— Exercise prompt —
Reproduce all of the records word for word, omitting the pictures.

— Records supplied —
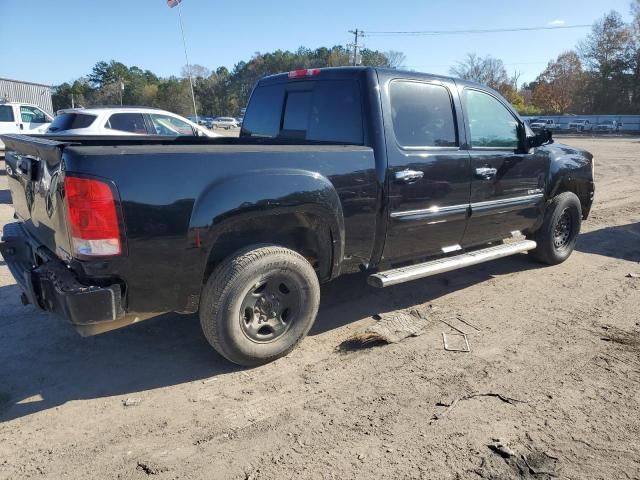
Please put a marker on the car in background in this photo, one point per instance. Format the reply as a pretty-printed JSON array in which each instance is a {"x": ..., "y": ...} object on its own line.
[
  {"x": 609, "y": 126},
  {"x": 124, "y": 121},
  {"x": 20, "y": 117},
  {"x": 581, "y": 125},
  {"x": 541, "y": 123},
  {"x": 225, "y": 122}
]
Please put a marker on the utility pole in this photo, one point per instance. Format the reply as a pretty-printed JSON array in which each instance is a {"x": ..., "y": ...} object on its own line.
[
  {"x": 184, "y": 44},
  {"x": 356, "y": 33}
]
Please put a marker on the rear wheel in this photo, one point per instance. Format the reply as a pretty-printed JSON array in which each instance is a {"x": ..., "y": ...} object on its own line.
[
  {"x": 557, "y": 236},
  {"x": 259, "y": 304}
]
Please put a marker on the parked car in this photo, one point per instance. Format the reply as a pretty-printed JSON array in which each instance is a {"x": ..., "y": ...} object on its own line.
[
  {"x": 225, "y": 122},
  {"x": 581, "y": 125},
  {"x": 124, "y": 121},
  {"x": 19, "y": 117},
  {"x": 541, "y": 123},
  {"x": 610, "y": 126},
  {"x": 402, "y": 174}
]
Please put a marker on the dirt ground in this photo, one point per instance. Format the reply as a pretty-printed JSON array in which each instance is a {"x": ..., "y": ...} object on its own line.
[{"x": 156, "y": 400}]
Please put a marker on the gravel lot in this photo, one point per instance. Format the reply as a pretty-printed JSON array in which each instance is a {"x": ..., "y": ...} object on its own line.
[{"x": 154, "y": 399}]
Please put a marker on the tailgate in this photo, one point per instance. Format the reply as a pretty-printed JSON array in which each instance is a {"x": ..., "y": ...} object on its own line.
[{"x": 34, "y": 167}]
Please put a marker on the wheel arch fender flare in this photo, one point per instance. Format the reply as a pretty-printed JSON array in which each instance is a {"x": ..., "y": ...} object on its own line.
[{"x": 268, "y": 197}]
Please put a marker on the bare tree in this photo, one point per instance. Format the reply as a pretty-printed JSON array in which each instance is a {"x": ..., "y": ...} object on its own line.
[
  {"x": 557, "y": 87},
  {"x": 197, "y": 71},
  {"x": 486, "y": 70},
  {"x": 396, "y": 59}
]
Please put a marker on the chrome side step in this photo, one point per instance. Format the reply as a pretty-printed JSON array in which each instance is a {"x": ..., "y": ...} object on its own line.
[{"x": 442, "y": 265}]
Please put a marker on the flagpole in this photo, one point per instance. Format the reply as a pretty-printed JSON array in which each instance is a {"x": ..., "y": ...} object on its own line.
[{"x": 184, "y": 44}]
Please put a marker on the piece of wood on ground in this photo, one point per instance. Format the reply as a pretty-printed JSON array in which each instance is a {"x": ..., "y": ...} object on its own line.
[{"x": 391, "y": 328}]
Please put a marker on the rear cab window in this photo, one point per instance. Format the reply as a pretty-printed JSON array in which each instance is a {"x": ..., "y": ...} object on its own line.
[
  {"x": 170, "y": 126},
  {"x": 127, "y": 122},
  {"x": 71, "y": 121},
  {"x": 6, "y": 113},
  {"x": 33, "y": 115},
  {"x": 313, "y": 110}
]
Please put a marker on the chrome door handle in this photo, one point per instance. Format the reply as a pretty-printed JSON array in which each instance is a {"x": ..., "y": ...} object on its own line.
[
  {"x": 408, "y": 176},
  {"x": 486, "y": 172}
]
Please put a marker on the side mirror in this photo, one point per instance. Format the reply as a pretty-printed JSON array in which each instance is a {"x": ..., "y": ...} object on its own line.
[{"x": 542, "y": 137}]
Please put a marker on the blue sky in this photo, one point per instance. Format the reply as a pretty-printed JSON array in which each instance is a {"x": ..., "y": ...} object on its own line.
[{"x": 55, "y": 41}]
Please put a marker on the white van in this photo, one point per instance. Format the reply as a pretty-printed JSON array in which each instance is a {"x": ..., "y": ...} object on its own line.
[{"x": 18, "y": 117}]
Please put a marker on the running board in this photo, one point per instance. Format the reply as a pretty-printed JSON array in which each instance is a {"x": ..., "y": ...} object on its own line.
[{"x": 442, "y": 265}]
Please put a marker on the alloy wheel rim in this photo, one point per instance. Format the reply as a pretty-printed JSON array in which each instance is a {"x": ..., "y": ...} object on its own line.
[
  {"x": 563, "y": 230},
  {"x": 269, "y": 309}
]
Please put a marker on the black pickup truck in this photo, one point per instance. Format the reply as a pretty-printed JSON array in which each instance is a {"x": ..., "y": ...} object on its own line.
[{"x": 401, "y": 174}]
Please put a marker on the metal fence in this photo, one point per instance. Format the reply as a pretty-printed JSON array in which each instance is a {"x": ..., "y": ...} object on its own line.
[
  {"x": 28, "y": 92},
  {"x": 629, "y": 123}
]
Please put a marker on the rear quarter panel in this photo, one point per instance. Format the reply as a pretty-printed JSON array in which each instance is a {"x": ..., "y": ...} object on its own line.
[{"x": 176, "y": 198}]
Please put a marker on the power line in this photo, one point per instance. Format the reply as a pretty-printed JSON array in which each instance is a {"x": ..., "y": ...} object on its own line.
[
  {"x": 468, "y": 32},
  {"x": 357, "y": 33}
]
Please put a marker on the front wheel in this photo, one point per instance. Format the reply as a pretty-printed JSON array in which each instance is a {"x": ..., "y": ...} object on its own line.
[
  {"x": 557, "y": 236},
  {"x": 259, "y": 304}
]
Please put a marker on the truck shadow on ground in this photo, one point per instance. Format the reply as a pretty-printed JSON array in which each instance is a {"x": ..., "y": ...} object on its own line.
[
  {"x": 5, "y": 197},
  {"x": 46, "y": 364},
  {"x": 622, "y": 242}
]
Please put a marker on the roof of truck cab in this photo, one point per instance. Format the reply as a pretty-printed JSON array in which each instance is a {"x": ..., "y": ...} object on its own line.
[{"x": 349, "y": 72}]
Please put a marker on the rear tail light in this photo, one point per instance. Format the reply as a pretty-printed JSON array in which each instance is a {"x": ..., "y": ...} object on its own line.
[
  {"x": 305, "y": 72},
  {"x": 92, "y": 217}
]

— Solution below —
Please put a marker on the car in background in this photo, one point per instance. Format the reply as a pretty-printed JSON array in which each instance is a {"x": ..., "y": ...} object on its own line.
[
  {"x": 609, "y": 126},
  {"x": 124, "y": 121},
  {"x": 20, "y": 117},
  {"x": 581, "y": 125},
  {"x": 541, "y": 123},
  {"x": 225, "y": 122}
]
Please put a marker on the utility pole in this photo, one point per instance. Format the reply as a pretty-printed JSON array in which each instance is a {"x": ..., "y": ...} object on its own line.
[
  {"x": 184, "y": 44},
  {"x": 356, "y": 33}
]
Please put a marker on the rear wheel in this photo, one point per instance. Format the reply as a pretty-printed JSON array in which each instance is a {"x": ..., "y": ...} object on its own line.
[
  {"x": 557, "y": 236},
  {"x": 259, "y": 304}
]
Please put a marker on the parked car in this photo, one point per instance. Format the reply as a pretty-printed JSON array in which each instance is a {"x": ..., "y": ...} object on its own line.
[
  {"x": 225, "y": 122},
  {"x": 581, "y": 125},
  {"x": 124, "y": 121},
  {"x": 19, "y": 117},
  {"x": 541, "y": 123},
  {"x": 610, "y": 126},
  {"x": 402, "y": 174}
]
Please put a marker on the dirt ground in this photo, one point per instance. Format the reply as a pretty-printed JSON array in which each instance is a {"x": ..., "y": ...} object on its own line.
[{"x": 156, "y": 400}]
Please put a marker on the gravel lot in this photo, one point per instance. Format the reply as a pretty-printed JSON array in which each instance is a {"x": ..., "y": ...} object on its own line.
[{"x": 154, "y": 399}]
Please put a marker on the tailgate in this photo, one point per instance. Format the reply as a pretty-printed JSON array in which each instance is a {"x": ..., "y": ...} object on its own line.
[{"x": 34, "y": 167}]
Please put a marker on the wheel arch fender flare in this photo, one point per instance. Format the reply as a pretty-printed JSON array in which each instance is a {"x": ..., "y": ...} object on its own line.
[{"x": 268, "y": 197}]
Please put a marker on the bare tree in this photo, one point per instance. Format the reply as a pretty-printed JSON array in which each instance is a {"x": ..., "y": ...} object on its own line.
[
  {"x": 557, "y": 87},
  {"x": 197, "y": 71},
  {"x": 486, "y": 70},
  {"x": 396, "y": 59}
]
Please put a marker on the chrome side step in this photo, one point per instance. Format the reply as a pretty-printed JSON array in which each instance is a {"x": ..., "y": ...} object on its own line.
[{"x": 442, "y": 265}]
Please put a marker on the flagpole in this photo, one point per instance. Format the reply as a pretty-printed JSON array in which each instance is a {"x": ..., "y": ...} object on its own line.
[{"x": 184, "y": 44}]
Please put a marker on the piece of wood on ground in this photo, one point per instance. Format the reply as a pretty-printed JSON array in which each instance is a {"x": ..., "y": ...} object on its own line.
[{"x": 391, "y": 328}]
Please put a marker on the rear cab window in this photo, one point per instance. Format the reply as a pretty-printed JSON array in which each instance is a {"x": ..., "y": ...} object on its own line.
[
  {"x": 170, "y": 126},
  {"x": 127, "y": 122},
  {"x": 71, "y": 121},
  {"x": 6, "y": 113},
  {"x": 33, "y": 115},
  {"x": 313, "y": 110}
]
Please put a marker on the chrome door handle in this photo, one point per instance. Format the reply as a pretty-printed JSON array in which each instance is a {"x": ..., "y": ...} object on its own line.
[
  {"x": 408, "y": 176},
  {"x": 486, "y": 172}
]
Please put a marker on the side mirror in this photo, one point per instance. Format the reply as a pretty-printed JSON array in which each instance is a {"x": ..., "y": ...} object on its own line.
[{"x": 542, "y": 137}]
Please put a marker on the blue sky in this photo, one point per instance. Format the reply as a pretty-printed JSON array in which each instance is a {"x": ..., "y": ...} object on its own line.
[{"x": 55, "y": 41}]
Please put a marker on the white van in this photo, one point per instance. Format the reply as a pretty-printed JSON array in which each instance is a {"x": ..., "y": ...} object on its own line.
[{"x": 18, "y": 117}]
Please put a marker on the running board in this photo, one point per instance. Format the reply as a pretty-printed JSON array in which each instance is a {"x": ..., "y": ...} object on its own line.
[{"x": 442, "y": 265}]
Please put a marker on the alloy wheel rim in this photo, one point per instance. Format the reply as a pretty-printed JSON array in which each instance is a {"x": ..., "y": ...} object on its own line.
[
  {"x": 563, "y": 230},
  {"x": 269, "y": 309}
]
Please put a marker on the black pickup truck in this photo, one point per instance. Format the reply as a pretty-printed JSON array in which each instance is a {"x": ..., "y": ...} object on its own line.
[{"x": 401, "y": 174}]
Please put a marker on the metal fence in this photo, one point per instance. Format the reply as a pretty-printed JSON array in which each instance is a {"x": ..., "y": ...} object on its own line.
[
  {"x": 28, "y": 92},
  {"x": 629, "y": 123}
]
Please put a marker on the rear quarter panel in this photo, one point per instance. Format the reply as a pretty-printed JSON array in which each instance is a {"x": ..., "y": ...} object on its own line.
[{"x": 176, "y": 198}]
Please put a marker on the power line in this photo, one point per instance. Format the reply as a pretty-printed JSON array in which each instance is a {"x": ..., "y": ...} object on its own line.
[
  {"x": 468, "y": 32},
  {"x": 357, "y": 33}
]
Please put a marker on the front wheel in this photo, one point per instance. Format the reply as a pretty-printed JSON array in which each instance is a {"x": ..., "y": ...} object on its own line.
[
  {"x": 557, "y": 236},
  {"x": 259, "y": 304}
]
Please put a marker on the truck shadow on ground in this photo, one point per instance. Format the reply as a pretty-printed JSON array in which each instance is a {"x": ..., "y": ...} object on its own line.
[
  {"x": 5, "y": 197},
  {"x": 46, "y": 364},
  {"x": 622, "y": 242}
]
Please put a marker on the roof of truck cab in this photo, one point per instance. Format the reply as a pretty-printed JSON array in which each instance is a {"x": ..., "y": ...} object on its own line.
[{"x": 349, "y": 72}]
Please put a marker on the rear tail light in this photo, one point per instance. Format the reply as a pretty-printed JSON array in which each instance is a {"x": ..., "y": ...} object on its own line.
[
  {"x": 305, "y": 72},
  {"x": 92, "y": 217}
]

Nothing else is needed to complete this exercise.